++++ Dataset records
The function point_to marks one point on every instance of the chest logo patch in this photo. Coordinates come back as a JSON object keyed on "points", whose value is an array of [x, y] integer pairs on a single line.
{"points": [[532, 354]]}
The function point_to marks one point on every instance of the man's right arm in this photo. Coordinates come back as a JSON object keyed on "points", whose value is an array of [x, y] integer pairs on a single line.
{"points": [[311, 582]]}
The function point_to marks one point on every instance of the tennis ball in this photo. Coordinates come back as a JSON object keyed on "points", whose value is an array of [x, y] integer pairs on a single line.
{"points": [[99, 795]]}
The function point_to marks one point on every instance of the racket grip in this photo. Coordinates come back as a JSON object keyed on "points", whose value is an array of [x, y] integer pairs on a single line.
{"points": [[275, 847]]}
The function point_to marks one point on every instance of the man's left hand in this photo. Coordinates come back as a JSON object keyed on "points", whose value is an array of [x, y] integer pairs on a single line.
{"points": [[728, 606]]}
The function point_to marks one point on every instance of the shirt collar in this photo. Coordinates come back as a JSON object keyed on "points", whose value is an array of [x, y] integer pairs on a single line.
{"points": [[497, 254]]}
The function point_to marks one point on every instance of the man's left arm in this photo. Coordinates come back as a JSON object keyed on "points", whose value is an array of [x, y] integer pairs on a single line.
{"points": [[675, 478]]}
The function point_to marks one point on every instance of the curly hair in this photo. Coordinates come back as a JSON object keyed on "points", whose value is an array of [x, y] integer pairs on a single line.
++++++++
**Assignment:** Could you write out, exactly as given, the lines from the one holding "of the tennis" through the end of the listing, and nothing else?

**Response area:**
The function point_to marks one point on every instance of the tennis ball in this photo. Coordinates come back as a JSON object keyed on "points", whose value is an array of [x, y] integer pairs on a single line.
{"points": [[99, 795]]}
The function point_to marks one point on every instance of the racket grip in this photo. Coordinates come back as a JSON object keyed on "points", whose value is an array of [x, y] integer pairs on a single line.
{"points": [[275, 847]]}
The function point_to marks one point on every instance of the man's left hand in this photo. Coordinates come back as a JSON object keyed on "points", whose value is an array of [x, y] integer pairs on a single line.
{"points": [[728, 606]]}
The function point_to marks one point on every instance of the shirt collar in this photo. Coordinates come back as a JSON object keyed on "points", whose value is an array of [x, y] integer pairs on a single line.
{"points": [[497, 254]]}
The function point_to marks one point on every instance of the man's left arm in this photo. Coordinates come back as a JSON object keyed on "points", whose value is an array of [x, y] integer pairs on a single line.
{"points": [[675, 478]]}
The function point_to marks one point on every instance of the curly hair in this photo. Coordinates come back as a JSON object keyed on "points", whose value is an array of [x, y] integer pairs on a single line.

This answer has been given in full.